-- Exercise task --
Locate every line in the entries below that contains the word "lounge", and copy each of those lines. Case counts.

— BEGIN Material —

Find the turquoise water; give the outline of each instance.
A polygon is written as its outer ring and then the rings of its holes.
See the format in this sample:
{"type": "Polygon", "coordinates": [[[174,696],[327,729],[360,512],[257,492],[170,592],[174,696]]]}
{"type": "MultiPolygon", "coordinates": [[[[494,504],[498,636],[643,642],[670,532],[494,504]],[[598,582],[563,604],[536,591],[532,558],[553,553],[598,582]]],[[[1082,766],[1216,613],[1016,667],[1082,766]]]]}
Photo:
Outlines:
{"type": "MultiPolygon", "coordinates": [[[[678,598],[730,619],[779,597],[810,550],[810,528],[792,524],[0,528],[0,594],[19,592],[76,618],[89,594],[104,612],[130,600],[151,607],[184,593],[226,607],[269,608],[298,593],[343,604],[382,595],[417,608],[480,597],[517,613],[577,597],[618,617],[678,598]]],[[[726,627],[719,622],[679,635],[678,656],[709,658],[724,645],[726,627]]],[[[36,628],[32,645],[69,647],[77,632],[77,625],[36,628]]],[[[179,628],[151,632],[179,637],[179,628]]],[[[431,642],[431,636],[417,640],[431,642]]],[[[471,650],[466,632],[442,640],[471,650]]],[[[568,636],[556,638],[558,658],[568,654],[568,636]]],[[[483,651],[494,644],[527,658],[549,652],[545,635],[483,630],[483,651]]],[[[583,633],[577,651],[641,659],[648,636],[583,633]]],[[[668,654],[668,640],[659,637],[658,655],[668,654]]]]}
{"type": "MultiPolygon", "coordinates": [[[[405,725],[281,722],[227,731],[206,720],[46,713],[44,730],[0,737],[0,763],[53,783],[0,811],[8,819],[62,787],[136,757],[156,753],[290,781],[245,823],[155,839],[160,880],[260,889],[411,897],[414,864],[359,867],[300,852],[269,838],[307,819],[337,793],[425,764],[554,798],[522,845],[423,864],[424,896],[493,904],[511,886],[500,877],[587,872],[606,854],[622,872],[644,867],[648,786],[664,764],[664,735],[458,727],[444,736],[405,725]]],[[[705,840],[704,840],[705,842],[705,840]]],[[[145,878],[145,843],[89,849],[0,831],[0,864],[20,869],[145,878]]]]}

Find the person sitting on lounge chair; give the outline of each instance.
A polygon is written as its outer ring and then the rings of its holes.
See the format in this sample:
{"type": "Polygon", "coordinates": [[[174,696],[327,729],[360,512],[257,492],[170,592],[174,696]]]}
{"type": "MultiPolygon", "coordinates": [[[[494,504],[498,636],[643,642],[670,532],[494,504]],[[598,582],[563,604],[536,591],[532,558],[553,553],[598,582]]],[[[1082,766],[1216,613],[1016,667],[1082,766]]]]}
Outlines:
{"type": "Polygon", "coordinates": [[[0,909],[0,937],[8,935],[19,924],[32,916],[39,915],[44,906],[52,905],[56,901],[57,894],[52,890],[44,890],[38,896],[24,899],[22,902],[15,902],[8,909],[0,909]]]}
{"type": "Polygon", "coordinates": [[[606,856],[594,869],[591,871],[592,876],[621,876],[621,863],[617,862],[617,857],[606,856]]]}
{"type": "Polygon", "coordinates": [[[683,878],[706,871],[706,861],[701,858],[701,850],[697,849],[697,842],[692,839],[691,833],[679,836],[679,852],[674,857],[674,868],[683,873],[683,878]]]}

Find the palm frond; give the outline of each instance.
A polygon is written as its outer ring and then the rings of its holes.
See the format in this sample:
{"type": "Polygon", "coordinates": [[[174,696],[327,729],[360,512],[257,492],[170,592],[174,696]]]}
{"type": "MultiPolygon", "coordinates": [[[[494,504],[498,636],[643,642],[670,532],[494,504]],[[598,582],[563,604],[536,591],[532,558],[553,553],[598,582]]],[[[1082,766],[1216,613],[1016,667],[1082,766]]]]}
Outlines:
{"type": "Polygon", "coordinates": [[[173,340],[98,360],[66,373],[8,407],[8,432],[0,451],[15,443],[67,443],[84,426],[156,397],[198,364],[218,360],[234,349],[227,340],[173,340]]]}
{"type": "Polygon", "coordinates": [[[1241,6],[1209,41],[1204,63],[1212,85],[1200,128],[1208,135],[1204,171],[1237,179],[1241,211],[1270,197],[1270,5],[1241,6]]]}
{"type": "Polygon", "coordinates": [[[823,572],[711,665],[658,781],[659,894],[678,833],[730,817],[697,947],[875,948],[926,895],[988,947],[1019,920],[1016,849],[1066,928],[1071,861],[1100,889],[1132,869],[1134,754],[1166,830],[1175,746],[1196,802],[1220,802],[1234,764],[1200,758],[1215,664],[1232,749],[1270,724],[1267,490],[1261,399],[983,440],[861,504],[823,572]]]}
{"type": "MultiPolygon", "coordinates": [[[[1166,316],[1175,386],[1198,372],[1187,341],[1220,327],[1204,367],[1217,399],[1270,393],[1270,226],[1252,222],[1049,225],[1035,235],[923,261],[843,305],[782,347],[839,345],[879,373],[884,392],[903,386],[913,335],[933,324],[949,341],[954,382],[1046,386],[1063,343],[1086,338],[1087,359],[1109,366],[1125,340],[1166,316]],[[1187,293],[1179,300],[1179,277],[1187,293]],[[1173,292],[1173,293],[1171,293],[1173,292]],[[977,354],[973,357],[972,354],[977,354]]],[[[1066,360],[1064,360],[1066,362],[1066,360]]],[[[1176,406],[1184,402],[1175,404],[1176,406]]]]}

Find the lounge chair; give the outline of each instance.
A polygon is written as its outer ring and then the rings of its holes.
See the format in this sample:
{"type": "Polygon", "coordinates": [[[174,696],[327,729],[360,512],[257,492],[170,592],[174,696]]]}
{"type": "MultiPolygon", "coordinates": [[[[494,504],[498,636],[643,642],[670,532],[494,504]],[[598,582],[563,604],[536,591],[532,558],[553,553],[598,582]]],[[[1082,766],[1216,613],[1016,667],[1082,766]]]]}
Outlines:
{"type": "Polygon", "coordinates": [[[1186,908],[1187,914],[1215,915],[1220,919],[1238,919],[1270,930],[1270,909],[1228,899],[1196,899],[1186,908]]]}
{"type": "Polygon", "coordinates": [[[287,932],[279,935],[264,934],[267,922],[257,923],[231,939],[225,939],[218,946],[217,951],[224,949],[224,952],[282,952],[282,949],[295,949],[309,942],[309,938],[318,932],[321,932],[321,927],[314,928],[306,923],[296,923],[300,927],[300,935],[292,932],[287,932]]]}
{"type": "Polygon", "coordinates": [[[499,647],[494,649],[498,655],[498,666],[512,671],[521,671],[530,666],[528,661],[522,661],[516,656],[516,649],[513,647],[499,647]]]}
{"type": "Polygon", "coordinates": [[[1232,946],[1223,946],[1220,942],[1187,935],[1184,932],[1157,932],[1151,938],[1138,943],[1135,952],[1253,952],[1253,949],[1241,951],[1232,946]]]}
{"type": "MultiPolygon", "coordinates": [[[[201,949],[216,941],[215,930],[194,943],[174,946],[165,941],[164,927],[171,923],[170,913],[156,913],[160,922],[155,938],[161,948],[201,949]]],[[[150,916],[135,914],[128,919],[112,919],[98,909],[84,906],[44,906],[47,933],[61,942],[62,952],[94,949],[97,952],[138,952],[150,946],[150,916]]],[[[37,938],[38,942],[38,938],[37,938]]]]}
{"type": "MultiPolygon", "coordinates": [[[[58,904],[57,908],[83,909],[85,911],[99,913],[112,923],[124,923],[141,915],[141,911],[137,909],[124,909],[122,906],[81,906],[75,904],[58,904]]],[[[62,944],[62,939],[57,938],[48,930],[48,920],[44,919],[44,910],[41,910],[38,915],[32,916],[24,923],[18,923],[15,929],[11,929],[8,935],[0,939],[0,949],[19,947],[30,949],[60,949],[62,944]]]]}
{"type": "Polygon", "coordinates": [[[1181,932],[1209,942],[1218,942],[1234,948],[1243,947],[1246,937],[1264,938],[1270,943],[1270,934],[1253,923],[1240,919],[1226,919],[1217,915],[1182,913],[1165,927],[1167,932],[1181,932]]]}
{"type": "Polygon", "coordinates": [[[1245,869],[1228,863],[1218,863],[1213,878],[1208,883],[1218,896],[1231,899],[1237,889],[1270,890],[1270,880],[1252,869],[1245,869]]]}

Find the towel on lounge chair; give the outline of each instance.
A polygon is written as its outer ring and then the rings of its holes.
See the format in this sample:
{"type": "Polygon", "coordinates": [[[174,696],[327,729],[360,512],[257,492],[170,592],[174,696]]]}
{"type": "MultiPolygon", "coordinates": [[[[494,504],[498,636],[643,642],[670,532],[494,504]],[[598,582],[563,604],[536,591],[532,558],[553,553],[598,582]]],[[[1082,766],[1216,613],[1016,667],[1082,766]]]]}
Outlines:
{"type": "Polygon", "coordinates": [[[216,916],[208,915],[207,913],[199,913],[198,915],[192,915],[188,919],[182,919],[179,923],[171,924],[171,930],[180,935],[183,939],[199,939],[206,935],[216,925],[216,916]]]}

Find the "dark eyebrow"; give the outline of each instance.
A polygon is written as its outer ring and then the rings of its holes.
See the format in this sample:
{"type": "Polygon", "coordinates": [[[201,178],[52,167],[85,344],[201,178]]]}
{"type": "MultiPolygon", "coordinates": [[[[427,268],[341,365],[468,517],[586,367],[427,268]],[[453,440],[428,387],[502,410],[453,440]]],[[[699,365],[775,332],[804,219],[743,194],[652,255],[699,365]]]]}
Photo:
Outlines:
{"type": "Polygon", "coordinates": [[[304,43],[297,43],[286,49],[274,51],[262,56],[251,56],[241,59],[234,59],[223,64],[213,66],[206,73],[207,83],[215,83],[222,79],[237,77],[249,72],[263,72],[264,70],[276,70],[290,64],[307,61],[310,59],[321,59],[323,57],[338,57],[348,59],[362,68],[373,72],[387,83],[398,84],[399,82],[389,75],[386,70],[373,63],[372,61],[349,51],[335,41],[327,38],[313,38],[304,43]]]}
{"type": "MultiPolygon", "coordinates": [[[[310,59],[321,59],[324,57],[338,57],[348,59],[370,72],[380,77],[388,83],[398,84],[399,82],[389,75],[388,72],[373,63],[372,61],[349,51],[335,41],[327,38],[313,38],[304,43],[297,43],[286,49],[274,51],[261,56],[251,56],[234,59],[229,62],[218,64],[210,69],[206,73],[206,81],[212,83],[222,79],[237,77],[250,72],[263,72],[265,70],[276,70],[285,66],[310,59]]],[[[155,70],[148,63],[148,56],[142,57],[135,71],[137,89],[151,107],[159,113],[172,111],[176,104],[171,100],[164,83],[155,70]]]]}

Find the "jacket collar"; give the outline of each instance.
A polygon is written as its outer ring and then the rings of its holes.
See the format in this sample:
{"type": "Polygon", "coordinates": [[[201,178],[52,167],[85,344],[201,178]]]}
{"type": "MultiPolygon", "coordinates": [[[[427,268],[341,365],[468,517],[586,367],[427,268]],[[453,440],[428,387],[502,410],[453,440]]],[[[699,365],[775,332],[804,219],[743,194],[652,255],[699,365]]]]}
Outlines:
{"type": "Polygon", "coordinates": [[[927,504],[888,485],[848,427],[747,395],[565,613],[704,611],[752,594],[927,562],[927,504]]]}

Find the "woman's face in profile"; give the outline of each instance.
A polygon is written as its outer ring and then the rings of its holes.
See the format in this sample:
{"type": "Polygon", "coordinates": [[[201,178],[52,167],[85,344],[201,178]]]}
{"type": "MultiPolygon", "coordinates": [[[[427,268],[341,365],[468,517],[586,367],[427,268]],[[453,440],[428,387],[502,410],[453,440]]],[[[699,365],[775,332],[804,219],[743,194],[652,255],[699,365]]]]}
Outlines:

— END Material —

-- Task solution --
Find the person sitting on lounge chair; give the outline of each instance.
Find the lounge chair; give the outline of each instance.
Find the towel on lounge chair; give the outline of each instance.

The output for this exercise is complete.